> [A run of items]
★ ★ ★ ★ ★

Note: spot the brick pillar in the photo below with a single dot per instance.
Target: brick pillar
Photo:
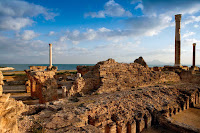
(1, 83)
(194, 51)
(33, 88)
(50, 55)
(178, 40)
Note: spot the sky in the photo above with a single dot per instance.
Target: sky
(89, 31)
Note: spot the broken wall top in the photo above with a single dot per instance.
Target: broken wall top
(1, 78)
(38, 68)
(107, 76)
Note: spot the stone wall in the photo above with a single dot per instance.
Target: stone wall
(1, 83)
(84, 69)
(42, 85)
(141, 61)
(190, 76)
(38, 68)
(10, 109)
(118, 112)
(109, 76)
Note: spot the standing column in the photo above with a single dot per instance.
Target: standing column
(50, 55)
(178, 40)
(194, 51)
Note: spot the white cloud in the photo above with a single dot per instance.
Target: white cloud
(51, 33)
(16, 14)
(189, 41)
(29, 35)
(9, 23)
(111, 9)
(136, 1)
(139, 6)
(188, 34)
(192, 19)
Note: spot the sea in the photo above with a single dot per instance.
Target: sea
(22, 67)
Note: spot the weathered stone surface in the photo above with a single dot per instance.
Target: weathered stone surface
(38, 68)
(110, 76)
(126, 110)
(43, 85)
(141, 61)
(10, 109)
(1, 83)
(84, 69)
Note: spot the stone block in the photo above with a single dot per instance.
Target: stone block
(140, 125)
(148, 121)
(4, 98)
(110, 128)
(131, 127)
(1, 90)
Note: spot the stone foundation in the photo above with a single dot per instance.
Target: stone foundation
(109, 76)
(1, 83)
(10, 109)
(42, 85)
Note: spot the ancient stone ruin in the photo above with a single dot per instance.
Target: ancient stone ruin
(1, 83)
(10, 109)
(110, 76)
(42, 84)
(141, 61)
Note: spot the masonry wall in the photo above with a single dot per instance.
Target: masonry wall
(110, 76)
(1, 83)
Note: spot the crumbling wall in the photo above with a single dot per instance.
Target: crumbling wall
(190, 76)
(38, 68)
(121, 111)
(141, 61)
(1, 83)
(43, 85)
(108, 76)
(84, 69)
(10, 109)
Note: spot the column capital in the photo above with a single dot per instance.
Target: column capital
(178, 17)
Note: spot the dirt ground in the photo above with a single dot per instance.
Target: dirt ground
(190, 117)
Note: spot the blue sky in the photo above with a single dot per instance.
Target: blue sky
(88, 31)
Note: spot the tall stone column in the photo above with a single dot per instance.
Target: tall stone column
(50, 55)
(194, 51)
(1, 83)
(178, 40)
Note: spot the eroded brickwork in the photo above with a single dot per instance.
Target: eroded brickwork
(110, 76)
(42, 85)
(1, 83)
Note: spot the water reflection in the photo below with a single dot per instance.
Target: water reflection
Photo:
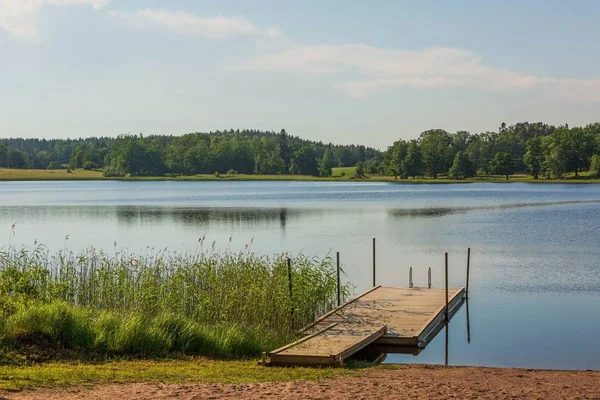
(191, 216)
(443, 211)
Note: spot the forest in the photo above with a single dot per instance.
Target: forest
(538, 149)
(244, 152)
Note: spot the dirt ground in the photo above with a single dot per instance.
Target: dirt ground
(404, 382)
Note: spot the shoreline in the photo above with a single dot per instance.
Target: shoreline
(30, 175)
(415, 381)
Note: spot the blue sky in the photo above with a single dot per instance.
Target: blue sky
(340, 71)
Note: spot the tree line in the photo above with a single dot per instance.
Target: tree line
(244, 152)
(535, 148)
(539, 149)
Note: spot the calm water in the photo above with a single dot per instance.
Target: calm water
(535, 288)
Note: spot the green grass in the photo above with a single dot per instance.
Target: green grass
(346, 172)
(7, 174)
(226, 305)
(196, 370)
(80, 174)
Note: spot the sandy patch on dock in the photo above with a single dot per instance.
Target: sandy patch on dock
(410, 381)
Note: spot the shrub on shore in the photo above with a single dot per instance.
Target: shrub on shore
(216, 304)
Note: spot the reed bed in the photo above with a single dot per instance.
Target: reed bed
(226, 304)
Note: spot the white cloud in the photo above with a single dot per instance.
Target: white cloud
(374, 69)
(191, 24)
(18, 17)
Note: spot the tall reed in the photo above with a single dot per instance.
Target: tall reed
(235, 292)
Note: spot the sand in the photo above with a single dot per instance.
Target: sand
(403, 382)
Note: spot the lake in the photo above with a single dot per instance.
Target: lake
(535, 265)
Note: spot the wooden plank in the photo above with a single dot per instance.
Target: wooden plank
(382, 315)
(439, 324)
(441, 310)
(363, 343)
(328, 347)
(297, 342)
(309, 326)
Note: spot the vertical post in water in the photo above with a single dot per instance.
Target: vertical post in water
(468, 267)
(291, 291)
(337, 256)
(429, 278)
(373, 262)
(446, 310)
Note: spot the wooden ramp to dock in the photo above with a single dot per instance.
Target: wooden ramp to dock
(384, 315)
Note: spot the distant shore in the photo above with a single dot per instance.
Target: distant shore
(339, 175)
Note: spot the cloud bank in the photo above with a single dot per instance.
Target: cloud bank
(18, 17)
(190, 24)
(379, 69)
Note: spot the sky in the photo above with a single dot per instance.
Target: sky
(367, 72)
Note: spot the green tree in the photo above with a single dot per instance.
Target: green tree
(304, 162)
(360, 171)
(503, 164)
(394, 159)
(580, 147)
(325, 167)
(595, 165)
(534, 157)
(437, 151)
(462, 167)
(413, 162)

★ ★ ★ ★ ★

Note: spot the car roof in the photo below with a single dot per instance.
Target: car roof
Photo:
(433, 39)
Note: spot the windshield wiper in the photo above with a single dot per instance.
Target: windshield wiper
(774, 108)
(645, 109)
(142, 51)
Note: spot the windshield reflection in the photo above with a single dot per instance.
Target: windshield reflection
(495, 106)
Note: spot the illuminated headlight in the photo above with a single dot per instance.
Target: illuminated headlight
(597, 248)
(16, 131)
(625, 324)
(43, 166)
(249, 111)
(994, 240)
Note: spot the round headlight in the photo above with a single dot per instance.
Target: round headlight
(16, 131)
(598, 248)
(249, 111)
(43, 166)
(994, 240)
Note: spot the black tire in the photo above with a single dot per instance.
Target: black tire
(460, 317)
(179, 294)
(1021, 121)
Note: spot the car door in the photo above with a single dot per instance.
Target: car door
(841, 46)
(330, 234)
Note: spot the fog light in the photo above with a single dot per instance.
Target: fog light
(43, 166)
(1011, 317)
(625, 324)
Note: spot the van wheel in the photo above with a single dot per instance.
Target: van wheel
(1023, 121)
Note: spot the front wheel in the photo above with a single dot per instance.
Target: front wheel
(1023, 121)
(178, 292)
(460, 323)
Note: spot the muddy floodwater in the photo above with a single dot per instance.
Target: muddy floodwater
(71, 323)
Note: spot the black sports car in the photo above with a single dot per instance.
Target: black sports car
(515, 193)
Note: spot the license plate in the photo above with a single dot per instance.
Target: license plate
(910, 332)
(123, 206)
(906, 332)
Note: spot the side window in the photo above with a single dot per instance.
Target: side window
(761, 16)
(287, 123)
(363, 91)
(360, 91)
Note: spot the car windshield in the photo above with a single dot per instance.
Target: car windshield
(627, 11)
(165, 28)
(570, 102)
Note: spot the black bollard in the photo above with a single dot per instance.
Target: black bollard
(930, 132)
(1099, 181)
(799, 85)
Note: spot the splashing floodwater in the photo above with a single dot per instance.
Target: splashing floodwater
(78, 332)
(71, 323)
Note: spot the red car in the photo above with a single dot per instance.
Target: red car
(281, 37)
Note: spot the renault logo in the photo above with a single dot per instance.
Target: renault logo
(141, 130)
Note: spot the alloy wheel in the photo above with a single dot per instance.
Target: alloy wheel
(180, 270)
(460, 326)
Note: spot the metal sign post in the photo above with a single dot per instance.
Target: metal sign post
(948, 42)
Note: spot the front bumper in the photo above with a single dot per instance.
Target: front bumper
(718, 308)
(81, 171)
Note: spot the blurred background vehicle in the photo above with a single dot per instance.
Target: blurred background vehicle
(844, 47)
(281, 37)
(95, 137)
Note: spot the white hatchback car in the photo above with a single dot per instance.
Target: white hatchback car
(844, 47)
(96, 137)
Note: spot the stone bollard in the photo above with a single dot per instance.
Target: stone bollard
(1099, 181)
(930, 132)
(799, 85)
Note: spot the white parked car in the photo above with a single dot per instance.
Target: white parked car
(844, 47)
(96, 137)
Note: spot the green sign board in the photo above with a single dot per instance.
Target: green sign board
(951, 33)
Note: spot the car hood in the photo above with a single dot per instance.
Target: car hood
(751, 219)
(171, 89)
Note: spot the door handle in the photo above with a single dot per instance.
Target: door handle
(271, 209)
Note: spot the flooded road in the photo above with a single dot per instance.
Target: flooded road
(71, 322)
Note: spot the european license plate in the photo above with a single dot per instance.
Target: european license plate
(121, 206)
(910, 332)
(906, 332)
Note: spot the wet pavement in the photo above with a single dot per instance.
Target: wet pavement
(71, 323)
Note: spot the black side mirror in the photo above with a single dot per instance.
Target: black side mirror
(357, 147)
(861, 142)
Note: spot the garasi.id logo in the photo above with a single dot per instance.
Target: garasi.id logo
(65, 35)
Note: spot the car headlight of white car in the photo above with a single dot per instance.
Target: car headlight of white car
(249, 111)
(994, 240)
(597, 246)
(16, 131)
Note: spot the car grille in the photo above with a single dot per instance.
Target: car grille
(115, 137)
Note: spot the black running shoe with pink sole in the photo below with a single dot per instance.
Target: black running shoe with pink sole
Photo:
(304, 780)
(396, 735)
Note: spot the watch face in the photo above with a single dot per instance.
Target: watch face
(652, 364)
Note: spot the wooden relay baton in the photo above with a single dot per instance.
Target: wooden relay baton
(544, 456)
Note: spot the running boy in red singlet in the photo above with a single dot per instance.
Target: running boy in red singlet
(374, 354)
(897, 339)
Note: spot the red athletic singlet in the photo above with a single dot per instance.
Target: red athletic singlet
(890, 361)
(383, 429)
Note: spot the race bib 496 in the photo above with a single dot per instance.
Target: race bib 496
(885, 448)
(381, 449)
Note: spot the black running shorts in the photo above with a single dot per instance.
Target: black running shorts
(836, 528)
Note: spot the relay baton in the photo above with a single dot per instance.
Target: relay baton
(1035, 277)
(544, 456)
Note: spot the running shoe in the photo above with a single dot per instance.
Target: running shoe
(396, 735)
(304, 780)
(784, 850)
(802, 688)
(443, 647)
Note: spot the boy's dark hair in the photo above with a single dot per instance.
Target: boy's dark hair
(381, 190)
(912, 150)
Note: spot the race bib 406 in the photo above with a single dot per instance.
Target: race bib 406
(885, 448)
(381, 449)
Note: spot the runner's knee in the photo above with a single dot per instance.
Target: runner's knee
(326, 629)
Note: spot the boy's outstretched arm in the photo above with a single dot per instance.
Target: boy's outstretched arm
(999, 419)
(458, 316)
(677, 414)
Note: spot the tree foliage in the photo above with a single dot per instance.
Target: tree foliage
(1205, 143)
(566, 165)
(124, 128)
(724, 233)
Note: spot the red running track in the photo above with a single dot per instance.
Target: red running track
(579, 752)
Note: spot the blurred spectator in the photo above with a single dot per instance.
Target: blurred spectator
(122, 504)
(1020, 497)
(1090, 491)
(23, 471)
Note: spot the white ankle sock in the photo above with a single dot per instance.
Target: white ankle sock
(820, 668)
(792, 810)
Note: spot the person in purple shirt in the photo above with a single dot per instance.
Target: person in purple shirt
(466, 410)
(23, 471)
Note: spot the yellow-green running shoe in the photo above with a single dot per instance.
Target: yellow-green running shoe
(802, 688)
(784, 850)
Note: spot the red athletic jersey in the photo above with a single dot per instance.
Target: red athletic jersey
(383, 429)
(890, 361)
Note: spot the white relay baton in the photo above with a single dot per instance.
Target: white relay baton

★ ★ ★ ★ ★

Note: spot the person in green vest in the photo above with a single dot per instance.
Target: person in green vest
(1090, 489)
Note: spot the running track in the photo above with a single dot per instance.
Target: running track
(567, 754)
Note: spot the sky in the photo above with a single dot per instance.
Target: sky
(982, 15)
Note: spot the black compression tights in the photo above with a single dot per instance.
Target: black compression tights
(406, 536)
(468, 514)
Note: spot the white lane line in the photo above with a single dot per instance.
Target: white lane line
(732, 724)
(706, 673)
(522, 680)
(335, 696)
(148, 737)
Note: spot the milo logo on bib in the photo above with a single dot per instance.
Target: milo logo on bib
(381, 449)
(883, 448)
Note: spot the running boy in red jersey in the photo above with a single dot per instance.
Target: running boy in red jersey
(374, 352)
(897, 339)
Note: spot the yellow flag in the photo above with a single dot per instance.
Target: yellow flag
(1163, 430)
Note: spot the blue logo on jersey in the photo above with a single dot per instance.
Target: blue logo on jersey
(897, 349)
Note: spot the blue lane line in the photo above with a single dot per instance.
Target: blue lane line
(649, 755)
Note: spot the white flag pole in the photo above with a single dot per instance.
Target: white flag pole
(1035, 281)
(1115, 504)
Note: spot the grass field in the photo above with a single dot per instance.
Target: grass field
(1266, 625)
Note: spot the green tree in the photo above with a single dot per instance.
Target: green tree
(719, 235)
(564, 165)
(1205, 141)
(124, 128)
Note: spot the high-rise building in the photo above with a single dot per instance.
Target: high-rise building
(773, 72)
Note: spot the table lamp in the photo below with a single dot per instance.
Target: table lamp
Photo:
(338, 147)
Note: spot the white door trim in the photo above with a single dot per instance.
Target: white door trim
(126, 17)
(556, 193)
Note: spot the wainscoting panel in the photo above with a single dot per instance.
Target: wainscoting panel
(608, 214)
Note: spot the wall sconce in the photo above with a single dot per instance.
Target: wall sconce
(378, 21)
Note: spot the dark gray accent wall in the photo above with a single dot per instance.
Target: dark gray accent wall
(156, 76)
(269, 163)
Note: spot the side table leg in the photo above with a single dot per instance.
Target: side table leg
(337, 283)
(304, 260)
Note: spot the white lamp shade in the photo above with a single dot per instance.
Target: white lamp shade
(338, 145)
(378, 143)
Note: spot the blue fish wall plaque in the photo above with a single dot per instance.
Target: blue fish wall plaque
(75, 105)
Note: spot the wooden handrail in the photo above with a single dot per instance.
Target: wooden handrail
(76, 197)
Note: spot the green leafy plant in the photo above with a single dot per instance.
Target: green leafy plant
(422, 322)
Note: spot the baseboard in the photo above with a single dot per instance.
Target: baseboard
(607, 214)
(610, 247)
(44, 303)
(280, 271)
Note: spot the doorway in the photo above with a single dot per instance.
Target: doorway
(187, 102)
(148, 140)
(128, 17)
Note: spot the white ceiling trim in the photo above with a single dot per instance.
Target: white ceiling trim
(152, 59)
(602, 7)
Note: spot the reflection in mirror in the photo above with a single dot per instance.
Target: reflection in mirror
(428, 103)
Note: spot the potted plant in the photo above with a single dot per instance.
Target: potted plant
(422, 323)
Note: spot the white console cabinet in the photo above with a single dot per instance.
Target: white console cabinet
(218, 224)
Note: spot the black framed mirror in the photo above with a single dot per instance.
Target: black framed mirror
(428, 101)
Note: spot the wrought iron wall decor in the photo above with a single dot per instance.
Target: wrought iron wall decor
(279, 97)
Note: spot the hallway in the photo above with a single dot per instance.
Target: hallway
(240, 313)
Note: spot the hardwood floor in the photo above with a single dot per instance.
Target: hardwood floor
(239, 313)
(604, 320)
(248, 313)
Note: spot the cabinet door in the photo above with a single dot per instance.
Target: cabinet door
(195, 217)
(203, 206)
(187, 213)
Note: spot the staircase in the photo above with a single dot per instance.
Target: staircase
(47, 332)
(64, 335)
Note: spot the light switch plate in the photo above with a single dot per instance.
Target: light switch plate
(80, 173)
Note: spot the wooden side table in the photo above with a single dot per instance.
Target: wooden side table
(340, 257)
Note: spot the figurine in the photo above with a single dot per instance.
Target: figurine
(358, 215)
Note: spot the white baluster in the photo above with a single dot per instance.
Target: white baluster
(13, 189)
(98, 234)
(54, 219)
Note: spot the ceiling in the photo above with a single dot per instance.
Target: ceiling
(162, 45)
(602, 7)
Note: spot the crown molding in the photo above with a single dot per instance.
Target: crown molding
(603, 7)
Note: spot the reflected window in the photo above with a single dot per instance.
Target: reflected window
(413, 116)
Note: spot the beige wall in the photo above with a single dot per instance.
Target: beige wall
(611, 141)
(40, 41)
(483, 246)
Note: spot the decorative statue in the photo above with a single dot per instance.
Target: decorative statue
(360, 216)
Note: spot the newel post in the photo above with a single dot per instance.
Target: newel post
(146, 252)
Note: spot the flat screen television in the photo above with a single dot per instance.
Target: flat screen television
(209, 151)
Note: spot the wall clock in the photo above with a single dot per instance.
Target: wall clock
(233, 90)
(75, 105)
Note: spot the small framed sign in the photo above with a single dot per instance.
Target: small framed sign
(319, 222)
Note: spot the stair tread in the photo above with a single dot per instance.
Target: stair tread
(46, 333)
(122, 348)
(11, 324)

★ ★ ★ ★ ★

> [Exercise objective] Count the lines in the items above that contain the string "patch" and reply with the number alone.

> [Response to the task] 2